→ **Material to process**:
* * * * * * *

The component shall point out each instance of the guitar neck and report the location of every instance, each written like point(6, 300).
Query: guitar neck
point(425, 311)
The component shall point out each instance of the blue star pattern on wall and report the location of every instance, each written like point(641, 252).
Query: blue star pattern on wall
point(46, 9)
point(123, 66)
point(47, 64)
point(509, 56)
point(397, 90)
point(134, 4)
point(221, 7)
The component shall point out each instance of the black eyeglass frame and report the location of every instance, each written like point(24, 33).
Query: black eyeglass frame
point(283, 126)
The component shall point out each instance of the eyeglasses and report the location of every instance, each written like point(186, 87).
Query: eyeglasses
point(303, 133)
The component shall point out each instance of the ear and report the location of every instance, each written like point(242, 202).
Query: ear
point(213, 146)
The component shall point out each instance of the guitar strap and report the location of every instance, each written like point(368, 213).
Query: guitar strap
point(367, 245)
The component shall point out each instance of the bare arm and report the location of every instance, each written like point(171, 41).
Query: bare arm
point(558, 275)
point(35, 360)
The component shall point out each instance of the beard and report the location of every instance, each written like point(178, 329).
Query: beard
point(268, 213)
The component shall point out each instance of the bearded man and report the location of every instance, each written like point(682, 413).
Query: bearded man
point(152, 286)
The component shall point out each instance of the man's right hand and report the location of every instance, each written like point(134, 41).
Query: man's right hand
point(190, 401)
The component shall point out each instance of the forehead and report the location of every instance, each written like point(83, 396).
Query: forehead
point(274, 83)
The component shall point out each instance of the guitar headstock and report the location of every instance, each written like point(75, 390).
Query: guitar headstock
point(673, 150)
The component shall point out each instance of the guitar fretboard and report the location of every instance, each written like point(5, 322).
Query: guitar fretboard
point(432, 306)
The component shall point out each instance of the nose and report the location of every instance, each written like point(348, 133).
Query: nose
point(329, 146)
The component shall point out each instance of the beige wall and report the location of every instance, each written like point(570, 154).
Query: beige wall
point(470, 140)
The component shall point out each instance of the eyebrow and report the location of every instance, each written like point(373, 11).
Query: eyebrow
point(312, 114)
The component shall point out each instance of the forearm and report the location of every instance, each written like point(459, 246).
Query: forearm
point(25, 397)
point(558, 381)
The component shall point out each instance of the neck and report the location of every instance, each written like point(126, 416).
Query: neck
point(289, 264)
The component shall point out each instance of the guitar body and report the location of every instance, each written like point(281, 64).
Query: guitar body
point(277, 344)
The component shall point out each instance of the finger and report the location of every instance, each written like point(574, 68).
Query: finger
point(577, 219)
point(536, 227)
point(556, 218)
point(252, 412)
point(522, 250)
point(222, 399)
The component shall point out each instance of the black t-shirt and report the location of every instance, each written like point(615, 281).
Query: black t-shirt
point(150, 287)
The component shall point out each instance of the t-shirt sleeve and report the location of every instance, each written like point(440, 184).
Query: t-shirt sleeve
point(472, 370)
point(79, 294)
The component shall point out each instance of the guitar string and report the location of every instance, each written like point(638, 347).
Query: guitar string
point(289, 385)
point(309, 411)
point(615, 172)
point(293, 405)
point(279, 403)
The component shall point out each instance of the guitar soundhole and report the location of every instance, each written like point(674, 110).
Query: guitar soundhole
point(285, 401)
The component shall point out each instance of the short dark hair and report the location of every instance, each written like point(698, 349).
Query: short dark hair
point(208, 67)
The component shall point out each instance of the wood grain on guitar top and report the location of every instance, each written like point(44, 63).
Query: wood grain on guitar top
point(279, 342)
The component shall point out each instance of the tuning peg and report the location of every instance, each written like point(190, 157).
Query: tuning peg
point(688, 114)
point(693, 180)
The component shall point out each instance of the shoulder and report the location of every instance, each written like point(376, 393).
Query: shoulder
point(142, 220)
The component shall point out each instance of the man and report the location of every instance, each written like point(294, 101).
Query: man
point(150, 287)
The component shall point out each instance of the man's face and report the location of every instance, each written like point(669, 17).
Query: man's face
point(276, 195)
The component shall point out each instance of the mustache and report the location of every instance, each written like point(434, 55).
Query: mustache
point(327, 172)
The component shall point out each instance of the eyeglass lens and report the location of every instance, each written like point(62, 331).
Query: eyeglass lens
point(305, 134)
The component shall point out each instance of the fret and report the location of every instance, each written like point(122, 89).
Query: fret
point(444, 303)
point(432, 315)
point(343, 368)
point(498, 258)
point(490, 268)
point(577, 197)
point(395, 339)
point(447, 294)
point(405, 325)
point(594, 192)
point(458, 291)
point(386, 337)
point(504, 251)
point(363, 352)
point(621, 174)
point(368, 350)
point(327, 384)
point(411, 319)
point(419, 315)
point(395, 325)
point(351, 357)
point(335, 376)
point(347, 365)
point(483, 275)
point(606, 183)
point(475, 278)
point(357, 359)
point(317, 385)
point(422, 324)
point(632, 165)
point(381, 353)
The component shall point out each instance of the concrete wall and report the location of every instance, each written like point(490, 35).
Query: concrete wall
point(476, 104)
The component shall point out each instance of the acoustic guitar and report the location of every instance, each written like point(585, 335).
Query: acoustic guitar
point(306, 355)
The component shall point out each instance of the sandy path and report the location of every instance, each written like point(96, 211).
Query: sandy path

* * * * * * *

→ **What you have to do**: Your task is to copy all of the entries exactly.

→ **Exercise solution**:
The component shall point out each instance of the guitar neck and report the location of every instance, each written like point(6, 300).
Query: guitar neck
point(425, 311)
The component shall point out each instance of the blue star pattern on wall and report the location of every instance, each written like point(641, 252).
Query: blue star pattern on wall
point(46, 9)
point(123, 66)
point(47, 64)
point(509, 56)
point(397, 90)
point(134, 4)
point(221, 7)
The component shall point out each instance of the black eyeglass frame and report the location of every instance, each written like point(24, 33).
Query: black eyeglass frame
point(283, 126)
The component shall point out each instance of the eyeglasses and report the location of every instance, each written like point(186, 87).
Query: eyeglasses
point(303, 133)
The component shall point out each instance of the ear and report the location of every instance, each written like point(242, 202).
Query: ear
point(213, 146)
The component shall point out each instance of the guitar strap and report the location of every instance, each written like point(368, 213).
Query: guitar strap
point(367, 245)
The component shall point out each instance of the bare arm and report the location of every instance, each written like point(171, 41).
Query: bare arm
point(558, 275)
point(35, 360)
The component shall point out each instance of the beard and report the location of every instance, each written like point(178, 329).
Query: beard
point(268, 213)
The component shall point out each instance of the bearded man and report the location of every instance, each written like point(682, 413).
Query: bearded man
point(152, 286)
The component shall point out each instance of the man's right hand and report the location of every instance, each written like point(134, 41).
Query: man's right hand
point(190, 401)
The component shall point out each instance of the forehead and report the location of every instance, each written like point(83, 396).
Query: forehead
point(274, 83)
The component shall point out each instance of the guitar headstock and report the location of every instance, each written like point(75, 390).
Query: guitar headstock
point(673, 150)
The component shall point out each instance of the guitar fretboard and report the location of every instance, each written like point(5, 322).
Query: guitar fretboard
point(432, 306)
The component shall point out each instance of the nose and report the location of every instance, each written like point(348, 133).
Query: nose
point(329, 146)
The component shall point out each instance of the beige wall and report the location of every instance, each written like point(570, 154).
Query: beige wall
point(470, 140)
The component shall point out each instance of the eyebrow and report the location of every instance, each written like point(373, 11).
Query: eyebrow
point(312, 114)
The component shall point out each instance of the forearm and report the location of every instance, each written like point(459, 246).
Query: forearm
point(25, 397)
point(558, 381)
The component shall point out each instance of the neck and report the location of every instance, each written like point(126, 416).
Query: neck
point(289, 264)
The component shall point out each instance of the guitar body and report the location of every instance, each written like point(281, 64).
Query: guitar body
point(277, 344)
The component shall point out each instance of the finger and report the location of every instance, each written like point(574, 68).
Query: finger
point(577, 219)
point(536, 227)
point(556, 218)
point(252, 412)
point(522, 250)
point(222, 399)
The component shall point out each instance of the black t-shirt and report the location of every instance, each written like point(615, 281).
Query: black t-shirt
point(150, 287)
The component shall point out each instance of the t-shirt sleeve and report the location of every instance, each written like point(440, 184).
Query: t-shirt sleeve
point(472, 370)
point(79, 294)
The component shall point out each instance of the guitar string and report the location of every instance, each written like point(638, 347).
Query: guitar string
point(289, 385)
point(309, 411)
point(615, 172)
point(293, 405)
point(279, 403)
The component shall point out each instance of the guitar soundhole and report the location of every instance, each written like point(674, 110).
Query: guitar soundhole
point(285, 401)
The component shall point out each instance of the short dark hair and report the location of every instance, each written like point(698, 349).
Query: short dark hair
point(208, 67)
The component shall point out each instance of the wood grain on guitar top and report the location of every instance, each written like point(44, 63).
Query: wood grain on guitar top
point(279, 342)
The component shall point out each instance of the tuning peg and report the location of every instance, each written like point(190, 157).
Query: tuning peg
point(688, 114)
point(693, 180)
The component shall point out each instance of the shoulder and report the location of every instance, each written like point(376, 393).
Query: shoulder
point(142, 220)
The component shall point out each instance of the man and report the location of every instance, each written like point(294, 101).
Query: man
point(150, 287)
The component shall point out each instance of the man's face and report the location of every instance, each written like point(669, 17).
Query: man's face
point(276, 195)
The component shall point out each instance of the mustache and report the location of every instance, each written like point(434, 55).
Query: mustache
point(327, 172)
The component shall point out each instance of the eyeglass lens and report the location of every instance, each written like point(62, 331).
Query: eyeglass lens
point(305, 134)
The component shall point out each instance of the fret and report the location of every instance, each written like point(122, 89).
Query: fret
point(444, 303)
point(432, 315)
point(343, 368)
point(498, 258)
point(490, 268)
point(577, 197)
point(395, 339)
point(447, 294)
point(405, 325)
point(594, 192)
point(458, 291)
point(386, 337)
point(504, 251)
point(363, 352)
point(621, 174)
point(368, 350)
point(327, 384)
point(411, 319)
point(419, 315)
point(395, 325)
point(351, 357)
point(335, 376)
point(347, 365)
point(483, 275)
point(606, 183)
point(475, 278)
point(357, 359)
point(317, 385)
point(422, 324)
point(632, 165)
point(381, 353)
The component shall point out each instance of the concrete wall and report the location of every instance, each written like point(490, 35).
Query: concrete wall
point(476, 104)
The component shall point out each instance of the acoustic guitar and report the location of every instance, each written like point(585, 335).
Query: acoustic guitar
point(306, 355)
The component shall point out each instance of the sandy path and report the location of every instance, each written like point(96, 211).
Query: sandy path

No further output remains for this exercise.